◆ Stored data:

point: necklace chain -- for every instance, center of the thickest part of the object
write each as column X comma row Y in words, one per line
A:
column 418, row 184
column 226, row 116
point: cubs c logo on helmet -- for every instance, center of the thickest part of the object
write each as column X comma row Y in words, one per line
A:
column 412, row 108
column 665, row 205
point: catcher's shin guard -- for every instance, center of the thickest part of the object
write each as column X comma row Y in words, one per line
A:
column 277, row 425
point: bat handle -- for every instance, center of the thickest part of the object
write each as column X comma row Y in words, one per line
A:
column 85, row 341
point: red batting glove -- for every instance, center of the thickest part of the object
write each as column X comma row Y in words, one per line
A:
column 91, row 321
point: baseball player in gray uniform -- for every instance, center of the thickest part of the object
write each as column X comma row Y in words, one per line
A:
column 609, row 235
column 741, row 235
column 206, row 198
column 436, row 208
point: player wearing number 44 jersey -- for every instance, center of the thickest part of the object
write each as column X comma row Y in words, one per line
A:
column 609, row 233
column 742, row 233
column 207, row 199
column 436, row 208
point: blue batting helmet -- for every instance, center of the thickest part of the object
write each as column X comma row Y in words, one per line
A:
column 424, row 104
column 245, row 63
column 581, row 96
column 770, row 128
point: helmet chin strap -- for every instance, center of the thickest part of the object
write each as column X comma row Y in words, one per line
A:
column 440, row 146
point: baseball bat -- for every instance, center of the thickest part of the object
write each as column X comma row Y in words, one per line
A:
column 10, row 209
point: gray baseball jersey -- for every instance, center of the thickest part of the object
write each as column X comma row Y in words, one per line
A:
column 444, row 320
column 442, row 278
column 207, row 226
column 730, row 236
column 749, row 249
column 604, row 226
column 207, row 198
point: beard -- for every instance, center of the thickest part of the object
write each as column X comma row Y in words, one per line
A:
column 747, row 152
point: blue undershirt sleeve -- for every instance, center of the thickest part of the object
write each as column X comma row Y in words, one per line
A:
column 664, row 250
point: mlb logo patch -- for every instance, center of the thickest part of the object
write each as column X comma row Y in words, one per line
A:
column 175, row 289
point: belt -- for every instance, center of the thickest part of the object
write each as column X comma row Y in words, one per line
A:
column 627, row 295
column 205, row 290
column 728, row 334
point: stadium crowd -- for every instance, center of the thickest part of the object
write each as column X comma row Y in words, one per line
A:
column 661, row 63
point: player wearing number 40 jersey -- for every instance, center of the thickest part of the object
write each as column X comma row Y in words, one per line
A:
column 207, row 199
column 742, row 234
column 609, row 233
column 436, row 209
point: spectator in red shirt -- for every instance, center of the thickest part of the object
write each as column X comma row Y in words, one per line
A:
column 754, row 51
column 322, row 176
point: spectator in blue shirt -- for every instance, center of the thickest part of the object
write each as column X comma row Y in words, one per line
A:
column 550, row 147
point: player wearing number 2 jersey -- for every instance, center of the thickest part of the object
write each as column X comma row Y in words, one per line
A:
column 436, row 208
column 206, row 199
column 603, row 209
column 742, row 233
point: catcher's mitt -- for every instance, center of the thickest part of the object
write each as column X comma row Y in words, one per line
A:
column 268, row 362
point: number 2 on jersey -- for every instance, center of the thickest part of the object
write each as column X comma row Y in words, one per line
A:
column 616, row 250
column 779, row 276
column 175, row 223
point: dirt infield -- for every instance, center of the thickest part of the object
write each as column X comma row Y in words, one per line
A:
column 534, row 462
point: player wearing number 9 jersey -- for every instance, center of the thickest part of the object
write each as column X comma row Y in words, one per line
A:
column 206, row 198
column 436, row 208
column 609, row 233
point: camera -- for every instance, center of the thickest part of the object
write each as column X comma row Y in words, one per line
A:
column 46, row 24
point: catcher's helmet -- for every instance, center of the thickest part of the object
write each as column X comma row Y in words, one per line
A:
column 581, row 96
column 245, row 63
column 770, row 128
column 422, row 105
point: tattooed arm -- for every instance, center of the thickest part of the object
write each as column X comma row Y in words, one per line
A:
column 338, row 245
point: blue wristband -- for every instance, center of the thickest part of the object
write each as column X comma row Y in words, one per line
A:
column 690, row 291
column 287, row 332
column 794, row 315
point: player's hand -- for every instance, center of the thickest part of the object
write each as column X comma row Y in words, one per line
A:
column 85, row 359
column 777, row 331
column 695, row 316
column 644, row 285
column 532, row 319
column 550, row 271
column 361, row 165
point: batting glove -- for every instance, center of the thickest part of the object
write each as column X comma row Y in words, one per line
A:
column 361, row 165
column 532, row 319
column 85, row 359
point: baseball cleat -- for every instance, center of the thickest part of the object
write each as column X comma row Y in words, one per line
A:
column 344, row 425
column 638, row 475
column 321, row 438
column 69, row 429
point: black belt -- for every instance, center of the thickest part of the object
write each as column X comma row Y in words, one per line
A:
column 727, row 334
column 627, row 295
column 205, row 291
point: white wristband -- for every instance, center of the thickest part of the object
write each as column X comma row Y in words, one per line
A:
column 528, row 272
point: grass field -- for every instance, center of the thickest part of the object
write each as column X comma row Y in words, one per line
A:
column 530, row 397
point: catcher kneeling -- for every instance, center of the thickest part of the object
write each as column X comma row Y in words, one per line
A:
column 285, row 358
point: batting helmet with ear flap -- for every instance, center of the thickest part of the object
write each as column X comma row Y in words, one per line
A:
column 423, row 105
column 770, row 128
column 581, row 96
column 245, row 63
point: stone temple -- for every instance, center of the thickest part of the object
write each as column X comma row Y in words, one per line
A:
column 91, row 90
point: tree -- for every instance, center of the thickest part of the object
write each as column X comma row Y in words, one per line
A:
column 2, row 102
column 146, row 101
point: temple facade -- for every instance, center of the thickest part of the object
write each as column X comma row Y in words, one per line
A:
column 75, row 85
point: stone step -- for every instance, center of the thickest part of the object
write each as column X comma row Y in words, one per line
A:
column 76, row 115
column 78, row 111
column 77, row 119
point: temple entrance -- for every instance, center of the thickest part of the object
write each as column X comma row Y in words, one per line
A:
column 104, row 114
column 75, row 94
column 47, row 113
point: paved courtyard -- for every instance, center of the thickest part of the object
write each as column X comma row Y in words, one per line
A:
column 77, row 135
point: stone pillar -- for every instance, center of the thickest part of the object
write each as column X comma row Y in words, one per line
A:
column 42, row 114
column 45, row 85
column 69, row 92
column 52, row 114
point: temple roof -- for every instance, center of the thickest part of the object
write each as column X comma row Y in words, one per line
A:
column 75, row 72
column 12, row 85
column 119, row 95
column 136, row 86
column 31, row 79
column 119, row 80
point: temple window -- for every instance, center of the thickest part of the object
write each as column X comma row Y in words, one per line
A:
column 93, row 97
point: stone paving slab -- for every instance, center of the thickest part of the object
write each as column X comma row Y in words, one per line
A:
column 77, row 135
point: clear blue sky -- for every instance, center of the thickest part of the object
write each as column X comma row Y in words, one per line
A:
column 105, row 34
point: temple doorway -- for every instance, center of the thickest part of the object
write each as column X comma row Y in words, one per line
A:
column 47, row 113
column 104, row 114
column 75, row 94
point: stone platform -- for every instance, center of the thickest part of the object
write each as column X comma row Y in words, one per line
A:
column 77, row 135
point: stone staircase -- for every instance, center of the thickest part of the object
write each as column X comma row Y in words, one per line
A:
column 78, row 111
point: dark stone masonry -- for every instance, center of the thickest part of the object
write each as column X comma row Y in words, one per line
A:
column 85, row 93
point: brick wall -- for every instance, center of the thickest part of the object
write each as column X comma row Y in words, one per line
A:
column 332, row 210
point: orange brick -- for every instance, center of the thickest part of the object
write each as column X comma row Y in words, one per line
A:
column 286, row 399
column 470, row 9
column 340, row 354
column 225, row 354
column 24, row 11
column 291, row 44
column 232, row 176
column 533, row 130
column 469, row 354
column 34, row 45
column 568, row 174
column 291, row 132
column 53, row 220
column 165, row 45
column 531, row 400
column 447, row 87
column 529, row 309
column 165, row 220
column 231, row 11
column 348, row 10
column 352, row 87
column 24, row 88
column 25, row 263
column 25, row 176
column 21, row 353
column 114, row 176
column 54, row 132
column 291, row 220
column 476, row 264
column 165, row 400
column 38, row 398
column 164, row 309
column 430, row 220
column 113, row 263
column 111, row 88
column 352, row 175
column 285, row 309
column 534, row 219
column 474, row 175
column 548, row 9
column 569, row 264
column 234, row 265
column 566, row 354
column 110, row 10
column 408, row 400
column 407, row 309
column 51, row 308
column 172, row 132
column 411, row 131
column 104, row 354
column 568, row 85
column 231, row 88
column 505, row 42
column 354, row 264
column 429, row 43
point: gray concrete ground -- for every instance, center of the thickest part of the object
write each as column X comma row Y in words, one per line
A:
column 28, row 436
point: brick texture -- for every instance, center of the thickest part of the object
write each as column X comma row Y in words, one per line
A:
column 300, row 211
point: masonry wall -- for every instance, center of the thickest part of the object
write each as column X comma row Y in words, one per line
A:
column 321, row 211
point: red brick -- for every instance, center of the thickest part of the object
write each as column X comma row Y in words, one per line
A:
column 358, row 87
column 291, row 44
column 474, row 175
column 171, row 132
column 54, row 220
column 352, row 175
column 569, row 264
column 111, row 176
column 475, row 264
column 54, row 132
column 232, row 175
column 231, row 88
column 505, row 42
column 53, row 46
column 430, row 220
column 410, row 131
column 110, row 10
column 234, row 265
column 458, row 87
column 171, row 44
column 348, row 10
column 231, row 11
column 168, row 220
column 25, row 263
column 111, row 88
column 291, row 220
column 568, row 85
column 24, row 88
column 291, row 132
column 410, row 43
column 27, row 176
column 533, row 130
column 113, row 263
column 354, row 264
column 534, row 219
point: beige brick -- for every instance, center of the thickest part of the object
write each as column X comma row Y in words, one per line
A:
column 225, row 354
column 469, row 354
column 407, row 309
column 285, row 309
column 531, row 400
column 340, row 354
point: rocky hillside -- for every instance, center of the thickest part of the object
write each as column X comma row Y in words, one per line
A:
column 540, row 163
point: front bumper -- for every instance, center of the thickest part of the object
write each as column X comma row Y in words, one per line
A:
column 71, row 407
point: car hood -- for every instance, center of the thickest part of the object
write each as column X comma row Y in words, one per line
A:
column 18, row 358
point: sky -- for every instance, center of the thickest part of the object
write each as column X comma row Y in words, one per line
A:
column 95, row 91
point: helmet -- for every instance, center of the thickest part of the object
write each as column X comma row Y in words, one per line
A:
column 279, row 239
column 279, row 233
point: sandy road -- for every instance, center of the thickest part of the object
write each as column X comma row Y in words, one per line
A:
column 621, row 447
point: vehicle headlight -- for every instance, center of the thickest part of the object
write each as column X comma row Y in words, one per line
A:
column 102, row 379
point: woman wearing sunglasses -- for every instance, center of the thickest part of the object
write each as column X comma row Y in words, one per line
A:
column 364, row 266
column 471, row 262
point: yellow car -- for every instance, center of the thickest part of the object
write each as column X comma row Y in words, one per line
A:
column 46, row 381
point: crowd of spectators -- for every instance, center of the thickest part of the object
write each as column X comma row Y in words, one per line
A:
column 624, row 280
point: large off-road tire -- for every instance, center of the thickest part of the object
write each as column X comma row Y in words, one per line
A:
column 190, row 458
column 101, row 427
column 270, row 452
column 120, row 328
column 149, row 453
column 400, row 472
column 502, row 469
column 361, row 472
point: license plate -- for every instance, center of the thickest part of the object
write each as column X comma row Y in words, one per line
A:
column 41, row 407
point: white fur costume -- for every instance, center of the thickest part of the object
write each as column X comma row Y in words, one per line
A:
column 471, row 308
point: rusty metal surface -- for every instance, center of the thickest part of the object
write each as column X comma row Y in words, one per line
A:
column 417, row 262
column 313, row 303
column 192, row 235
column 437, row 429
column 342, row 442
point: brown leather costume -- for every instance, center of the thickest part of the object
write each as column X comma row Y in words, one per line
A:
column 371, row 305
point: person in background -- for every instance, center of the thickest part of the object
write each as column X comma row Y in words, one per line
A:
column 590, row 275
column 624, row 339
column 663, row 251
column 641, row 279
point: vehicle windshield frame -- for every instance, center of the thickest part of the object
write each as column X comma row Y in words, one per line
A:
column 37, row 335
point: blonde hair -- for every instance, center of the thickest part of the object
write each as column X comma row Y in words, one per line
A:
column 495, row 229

◆ Task to complete: Copy the records verbatim from the line containing "point: player wearing number 9" through the line containing "column 46, row 24", including both of those lines.

◆ Output of the task:
point: player wearing number 9 jersey -- for every instance, center of the thickest part of the object
write each as column X comma row Y in words, one per line
A:
column 206, row 198
column 436, row 208
column 609, row 233
point: camera -- for every instance, center of the thickest part of the object
write each as column X comma row Y in words, one per line
A:
column 46, row 24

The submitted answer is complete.